Second, V.D. argues that because a jewelry box is a moveable object, it is more likely that his palm print was placed on it outside of the Glandon's home. We disagree. V.D. cites Birt v. Superior Court (1973) 34 Cal.App.3d 934 (Birt) as analogous. In Birt, the victim returned home to find items missing from his home and a rental van parked on the grass beside his house. (Id. at p. 936.) He approached the van and as he opened the passenger door, two males ran out of the back of the van. (Id. at pp. 936-937.) A sheriff investigating the theft, found a lighter in the van with the defendant's fingerprints on it. (Id. at p. 937.) Other unidentifiable fingerprints were found in the van, on the burglarized premises, and on the stolen goods, but none of them belonged to the defendant. (Id. at pp.937-938.) The lighter was not stolen from the victim. (Id. at p. 938.) The court found that the lighter only showed that “at some unknown time and place, [the defendant] had been inside the van; but there was no direct or circumstantial evidence to indicate when and where that had been.” (Ibid.) Accordingly, “the mere presence of [the defendant’s] fingerprints on the lighter found in the van would be insufficient to support [the defendant’s] conviction of the crime charged.” (Id. at p. 937.)

V.D. reasons that a jewelry box is like a cigarette lighter because it is readily moveable. Again we disagree. A jewelry box is distinguishable because it is not an object ordinarily carried on one's person, making it unreasonable to infer that V.D. had come in contact with it outside of the Glandon’s home. In addition, unlike the rental van, the burglarized home was not open to the public. In Birt, there was a possibility that the defendant had left the lighter in the van at a time other than during the commission of the crime. That possibility is absent here. V.D’s palm print was on a jewelry box in the master bedroom of the burglarized house from which numerous items of jewelry were taken. Further, V.D. had never been invited into the house so the only reasonable inference was that his print was left during the burglary.

Material provided:
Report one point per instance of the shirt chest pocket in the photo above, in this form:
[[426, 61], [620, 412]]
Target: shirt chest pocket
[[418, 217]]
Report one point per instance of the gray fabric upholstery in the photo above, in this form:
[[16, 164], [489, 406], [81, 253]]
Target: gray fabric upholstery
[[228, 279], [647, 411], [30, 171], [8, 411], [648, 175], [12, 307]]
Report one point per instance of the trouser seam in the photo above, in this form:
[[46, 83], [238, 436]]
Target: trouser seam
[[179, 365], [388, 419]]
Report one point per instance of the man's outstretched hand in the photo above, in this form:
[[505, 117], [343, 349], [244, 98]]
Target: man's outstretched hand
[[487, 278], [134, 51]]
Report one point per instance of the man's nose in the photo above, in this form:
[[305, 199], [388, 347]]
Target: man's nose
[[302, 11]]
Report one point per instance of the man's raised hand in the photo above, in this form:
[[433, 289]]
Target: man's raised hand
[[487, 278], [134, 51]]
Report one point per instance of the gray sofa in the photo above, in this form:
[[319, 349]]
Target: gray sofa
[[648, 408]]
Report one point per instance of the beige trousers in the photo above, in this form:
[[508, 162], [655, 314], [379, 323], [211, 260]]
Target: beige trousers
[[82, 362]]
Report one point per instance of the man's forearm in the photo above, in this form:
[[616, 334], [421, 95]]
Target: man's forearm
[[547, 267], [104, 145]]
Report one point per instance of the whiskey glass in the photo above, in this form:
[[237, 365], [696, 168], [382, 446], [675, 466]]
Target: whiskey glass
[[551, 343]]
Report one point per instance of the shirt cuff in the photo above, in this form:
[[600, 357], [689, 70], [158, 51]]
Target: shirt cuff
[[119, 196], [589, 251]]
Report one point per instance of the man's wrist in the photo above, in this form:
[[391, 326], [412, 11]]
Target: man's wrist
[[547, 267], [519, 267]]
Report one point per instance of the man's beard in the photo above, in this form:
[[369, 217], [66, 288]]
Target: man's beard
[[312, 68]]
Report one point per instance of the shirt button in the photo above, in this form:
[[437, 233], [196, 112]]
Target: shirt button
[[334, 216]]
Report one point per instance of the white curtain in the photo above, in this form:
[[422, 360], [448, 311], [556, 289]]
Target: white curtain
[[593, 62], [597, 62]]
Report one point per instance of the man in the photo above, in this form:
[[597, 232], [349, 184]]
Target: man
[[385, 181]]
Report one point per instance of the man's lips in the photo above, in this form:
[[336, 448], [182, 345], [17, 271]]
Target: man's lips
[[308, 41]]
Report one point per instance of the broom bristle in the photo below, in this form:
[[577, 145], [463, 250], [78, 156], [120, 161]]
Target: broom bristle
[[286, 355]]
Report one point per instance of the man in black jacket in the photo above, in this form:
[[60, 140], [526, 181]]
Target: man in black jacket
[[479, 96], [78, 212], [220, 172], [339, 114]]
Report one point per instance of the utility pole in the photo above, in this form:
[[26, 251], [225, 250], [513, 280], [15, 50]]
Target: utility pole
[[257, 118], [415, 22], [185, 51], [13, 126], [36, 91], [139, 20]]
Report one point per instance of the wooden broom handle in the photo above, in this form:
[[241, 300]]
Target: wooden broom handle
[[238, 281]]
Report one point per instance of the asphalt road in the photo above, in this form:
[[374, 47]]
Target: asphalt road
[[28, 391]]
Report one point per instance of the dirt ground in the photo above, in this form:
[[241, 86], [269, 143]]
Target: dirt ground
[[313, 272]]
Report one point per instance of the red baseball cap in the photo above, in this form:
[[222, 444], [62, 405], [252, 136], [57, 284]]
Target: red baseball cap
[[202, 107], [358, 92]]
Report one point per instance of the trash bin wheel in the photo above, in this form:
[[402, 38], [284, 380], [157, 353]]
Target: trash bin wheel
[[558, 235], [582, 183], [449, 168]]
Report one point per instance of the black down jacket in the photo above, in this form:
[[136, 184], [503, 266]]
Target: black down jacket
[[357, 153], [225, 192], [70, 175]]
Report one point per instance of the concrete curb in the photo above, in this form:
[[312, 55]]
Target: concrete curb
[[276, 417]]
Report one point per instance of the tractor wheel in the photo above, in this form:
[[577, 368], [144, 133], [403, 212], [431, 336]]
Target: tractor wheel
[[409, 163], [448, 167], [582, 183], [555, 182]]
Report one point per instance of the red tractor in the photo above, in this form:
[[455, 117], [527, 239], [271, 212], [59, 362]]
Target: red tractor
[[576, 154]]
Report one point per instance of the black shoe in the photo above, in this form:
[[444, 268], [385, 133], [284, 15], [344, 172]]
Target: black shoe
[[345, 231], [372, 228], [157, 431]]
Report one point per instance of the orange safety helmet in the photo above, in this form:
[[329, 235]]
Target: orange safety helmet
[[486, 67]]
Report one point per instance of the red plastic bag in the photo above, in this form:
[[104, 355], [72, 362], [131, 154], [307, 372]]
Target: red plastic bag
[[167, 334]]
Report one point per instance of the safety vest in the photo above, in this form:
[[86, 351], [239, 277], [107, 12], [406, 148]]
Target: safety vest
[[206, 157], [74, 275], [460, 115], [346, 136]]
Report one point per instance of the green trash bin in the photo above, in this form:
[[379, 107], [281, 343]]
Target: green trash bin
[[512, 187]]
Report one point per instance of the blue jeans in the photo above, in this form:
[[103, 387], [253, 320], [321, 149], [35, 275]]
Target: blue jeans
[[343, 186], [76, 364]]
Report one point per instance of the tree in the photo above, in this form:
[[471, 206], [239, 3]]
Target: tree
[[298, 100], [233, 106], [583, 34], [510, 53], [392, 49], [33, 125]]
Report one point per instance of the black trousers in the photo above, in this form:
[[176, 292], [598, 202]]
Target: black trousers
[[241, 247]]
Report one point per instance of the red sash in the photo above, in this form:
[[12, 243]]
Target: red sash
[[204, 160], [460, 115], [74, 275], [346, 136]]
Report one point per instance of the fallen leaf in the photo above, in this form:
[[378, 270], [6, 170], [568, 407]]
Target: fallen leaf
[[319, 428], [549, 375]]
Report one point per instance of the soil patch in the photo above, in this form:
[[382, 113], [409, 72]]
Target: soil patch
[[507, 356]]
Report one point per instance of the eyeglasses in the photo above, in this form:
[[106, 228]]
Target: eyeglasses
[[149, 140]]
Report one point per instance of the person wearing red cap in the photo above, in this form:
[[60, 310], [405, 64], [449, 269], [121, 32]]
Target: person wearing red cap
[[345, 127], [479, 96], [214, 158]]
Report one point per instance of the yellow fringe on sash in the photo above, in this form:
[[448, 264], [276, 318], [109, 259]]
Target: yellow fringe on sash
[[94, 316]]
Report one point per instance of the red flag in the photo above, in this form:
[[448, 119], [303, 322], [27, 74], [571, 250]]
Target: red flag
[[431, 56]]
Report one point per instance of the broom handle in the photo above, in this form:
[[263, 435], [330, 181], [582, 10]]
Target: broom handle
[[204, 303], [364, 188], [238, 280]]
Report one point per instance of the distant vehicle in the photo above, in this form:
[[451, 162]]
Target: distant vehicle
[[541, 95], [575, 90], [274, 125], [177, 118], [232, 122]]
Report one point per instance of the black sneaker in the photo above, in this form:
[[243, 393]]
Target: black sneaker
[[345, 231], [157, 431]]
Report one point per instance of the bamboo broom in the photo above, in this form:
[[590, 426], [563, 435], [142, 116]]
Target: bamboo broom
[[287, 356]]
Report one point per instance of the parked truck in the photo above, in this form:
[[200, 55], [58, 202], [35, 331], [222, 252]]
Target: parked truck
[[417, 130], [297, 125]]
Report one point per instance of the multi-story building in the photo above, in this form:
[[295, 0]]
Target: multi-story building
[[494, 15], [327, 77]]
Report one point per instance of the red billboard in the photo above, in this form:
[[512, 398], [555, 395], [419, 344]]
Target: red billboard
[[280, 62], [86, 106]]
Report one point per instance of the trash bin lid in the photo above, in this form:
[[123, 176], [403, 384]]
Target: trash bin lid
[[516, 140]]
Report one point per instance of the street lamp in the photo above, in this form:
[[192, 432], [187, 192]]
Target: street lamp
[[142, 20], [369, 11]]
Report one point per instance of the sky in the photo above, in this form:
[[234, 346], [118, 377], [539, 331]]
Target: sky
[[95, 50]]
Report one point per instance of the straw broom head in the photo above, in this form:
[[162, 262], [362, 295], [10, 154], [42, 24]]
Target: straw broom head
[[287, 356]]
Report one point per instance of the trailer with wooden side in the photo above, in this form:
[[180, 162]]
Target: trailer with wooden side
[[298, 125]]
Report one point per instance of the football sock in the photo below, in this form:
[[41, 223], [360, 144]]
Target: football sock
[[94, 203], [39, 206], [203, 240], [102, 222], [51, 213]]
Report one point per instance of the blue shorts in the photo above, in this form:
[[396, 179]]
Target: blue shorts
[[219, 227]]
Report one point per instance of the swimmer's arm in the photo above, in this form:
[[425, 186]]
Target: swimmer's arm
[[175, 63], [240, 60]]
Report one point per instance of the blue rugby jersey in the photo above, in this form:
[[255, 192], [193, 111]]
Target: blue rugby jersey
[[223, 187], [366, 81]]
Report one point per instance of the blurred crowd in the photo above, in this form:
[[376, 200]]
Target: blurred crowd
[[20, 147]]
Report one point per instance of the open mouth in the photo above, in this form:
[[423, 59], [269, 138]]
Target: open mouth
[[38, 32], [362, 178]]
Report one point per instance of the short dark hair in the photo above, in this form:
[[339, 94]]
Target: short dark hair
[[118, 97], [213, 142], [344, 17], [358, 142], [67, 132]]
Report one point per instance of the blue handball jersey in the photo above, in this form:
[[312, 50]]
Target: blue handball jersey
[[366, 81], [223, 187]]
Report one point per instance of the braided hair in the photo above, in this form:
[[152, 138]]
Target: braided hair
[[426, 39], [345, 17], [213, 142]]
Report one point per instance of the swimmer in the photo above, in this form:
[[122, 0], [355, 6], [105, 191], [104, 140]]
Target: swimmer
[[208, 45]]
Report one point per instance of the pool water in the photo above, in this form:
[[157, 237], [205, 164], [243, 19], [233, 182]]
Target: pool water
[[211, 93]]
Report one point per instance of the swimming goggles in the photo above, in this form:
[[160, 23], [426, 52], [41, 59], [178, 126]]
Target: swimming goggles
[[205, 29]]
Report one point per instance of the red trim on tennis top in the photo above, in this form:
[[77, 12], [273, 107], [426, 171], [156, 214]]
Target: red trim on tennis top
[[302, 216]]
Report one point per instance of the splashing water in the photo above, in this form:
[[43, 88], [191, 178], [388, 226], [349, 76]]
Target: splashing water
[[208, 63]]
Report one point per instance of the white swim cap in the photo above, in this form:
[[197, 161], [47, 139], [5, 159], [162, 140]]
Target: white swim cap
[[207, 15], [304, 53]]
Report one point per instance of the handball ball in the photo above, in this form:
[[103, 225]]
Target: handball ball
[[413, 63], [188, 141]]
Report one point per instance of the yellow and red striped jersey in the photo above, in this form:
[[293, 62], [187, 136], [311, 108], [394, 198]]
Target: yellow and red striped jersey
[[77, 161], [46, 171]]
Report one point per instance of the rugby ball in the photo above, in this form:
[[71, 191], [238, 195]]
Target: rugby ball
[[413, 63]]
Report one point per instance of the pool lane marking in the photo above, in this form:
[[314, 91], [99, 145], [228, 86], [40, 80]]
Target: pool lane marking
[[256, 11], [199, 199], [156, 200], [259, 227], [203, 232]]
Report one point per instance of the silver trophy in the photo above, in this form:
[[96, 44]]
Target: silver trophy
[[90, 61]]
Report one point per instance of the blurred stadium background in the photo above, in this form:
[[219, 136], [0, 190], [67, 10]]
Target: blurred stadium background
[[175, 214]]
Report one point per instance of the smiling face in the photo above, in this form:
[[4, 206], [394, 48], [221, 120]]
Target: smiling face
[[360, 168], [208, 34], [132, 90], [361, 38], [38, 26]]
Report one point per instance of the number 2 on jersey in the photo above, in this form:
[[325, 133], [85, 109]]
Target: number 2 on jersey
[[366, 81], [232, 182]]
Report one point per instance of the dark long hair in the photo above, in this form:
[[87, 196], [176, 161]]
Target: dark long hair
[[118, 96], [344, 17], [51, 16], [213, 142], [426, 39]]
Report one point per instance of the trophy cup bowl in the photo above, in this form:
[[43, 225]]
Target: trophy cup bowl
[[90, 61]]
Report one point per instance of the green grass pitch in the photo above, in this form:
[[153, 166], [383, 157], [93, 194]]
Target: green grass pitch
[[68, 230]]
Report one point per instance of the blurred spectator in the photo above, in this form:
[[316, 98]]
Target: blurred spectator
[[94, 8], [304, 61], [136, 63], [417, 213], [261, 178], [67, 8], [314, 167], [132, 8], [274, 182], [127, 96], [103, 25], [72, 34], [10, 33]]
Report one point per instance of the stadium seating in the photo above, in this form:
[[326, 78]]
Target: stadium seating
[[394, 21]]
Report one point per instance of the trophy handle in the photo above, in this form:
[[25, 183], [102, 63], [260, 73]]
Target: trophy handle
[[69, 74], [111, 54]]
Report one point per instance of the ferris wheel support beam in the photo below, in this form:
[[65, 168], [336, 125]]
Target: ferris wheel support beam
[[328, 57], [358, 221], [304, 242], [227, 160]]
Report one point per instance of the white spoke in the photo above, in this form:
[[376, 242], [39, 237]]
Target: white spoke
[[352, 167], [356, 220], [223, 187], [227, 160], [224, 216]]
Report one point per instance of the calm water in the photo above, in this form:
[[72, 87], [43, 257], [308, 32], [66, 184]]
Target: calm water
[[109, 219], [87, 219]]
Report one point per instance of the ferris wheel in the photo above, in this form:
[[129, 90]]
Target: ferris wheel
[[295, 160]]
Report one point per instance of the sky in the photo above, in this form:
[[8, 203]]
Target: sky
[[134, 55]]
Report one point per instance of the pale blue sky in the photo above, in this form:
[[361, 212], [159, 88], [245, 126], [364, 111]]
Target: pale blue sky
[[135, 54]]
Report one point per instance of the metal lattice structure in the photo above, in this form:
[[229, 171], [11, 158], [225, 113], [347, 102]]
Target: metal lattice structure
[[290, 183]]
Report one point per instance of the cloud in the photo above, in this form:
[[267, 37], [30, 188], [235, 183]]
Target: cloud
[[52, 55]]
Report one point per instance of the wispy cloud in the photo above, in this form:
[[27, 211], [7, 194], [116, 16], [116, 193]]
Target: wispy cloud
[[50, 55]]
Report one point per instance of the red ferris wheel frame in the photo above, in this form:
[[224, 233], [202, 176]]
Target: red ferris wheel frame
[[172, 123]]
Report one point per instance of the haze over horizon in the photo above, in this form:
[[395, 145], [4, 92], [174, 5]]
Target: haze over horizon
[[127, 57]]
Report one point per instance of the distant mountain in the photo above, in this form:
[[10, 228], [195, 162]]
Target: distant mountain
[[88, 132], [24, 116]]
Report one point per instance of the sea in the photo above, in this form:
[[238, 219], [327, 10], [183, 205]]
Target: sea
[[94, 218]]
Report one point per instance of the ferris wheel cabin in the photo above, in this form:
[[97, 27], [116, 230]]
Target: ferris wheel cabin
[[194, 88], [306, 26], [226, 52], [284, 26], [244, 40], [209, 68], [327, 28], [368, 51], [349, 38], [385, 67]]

Required work:
a) According to the court passage on V.D.'s palm print, why is a jewelry box different from the cigarette lighter in Birt? Answer in one to three sentences.
b) Carry on the court's discussion of V.D.'s palm print on the jewelry box, starting after its final sentence.

In response:
a) A jewelry box is not ordinarily carried on one's person, so it is unreasonable to infer that V.D. touched it somewhere other than the Glandon's home. Also, unlike the rental van, the burglarized home was not open to the public, and V.D. had never been invited inside. The only reasonable inference is therefore that he left the print during the burglary.

b)
Finally, V.D. attempts to analogize his case to People v. Trevino (1985) 39 Cal.3d 667 (Trevino), where fingerprints found in the victim's home were held insufficient to support a murder conviction. In Trevino, a witness testified that she saw defendants Rivas and Trevino near the victim's home when the murder occurred. (Id. at p. 677.) However, the witness could not positively identify Rivas in lineups. (Ibid.) The only other evidence to indicate Rivas had a part in the murder was his fingerprint, which was found on an unopened dresser drawer in the victim's home. (Id. at p. 678.) Both Trevino and Rivas were friends of the victim, visited him on occasion, and were close enough to the victim to refer to him by a nickname. (Ibid.) The expert could not estimate the age of Rivas' fingerprint. (Ibid.) The court found the evidence insufficient as a matter of law. (Id. at p. 696.) The court reasoned that the fact that his print was found on a dresser drawer in the victim's home was open to various interpretations and there was no reason to presume that it was made the day of the murder and not on a previous occasion. (Id. at pp. 696-697.) The court found such evidence was “fraught with uncertainty, leaving the triers of fact to speculate as to how and when the print was made.” (Id. at p. 697.)

Trevino is distinguishable because, unlike V.D., Rivas had been a guest in the victim's home on prior occasions. (Trevino, supra, 39 Cal.3d at p. 697.) The time V.D.'s palm print originated is substantially more certain because the only reasonable inference is that V.D.'s palm print was made the day of the burglary. Unlike Rivas, V.D. had never been a guest in the Glandon’s home. A reasonable trier of fact could infer, based on the evidence, that V.D. must have left the palm print during the commission of the burglary.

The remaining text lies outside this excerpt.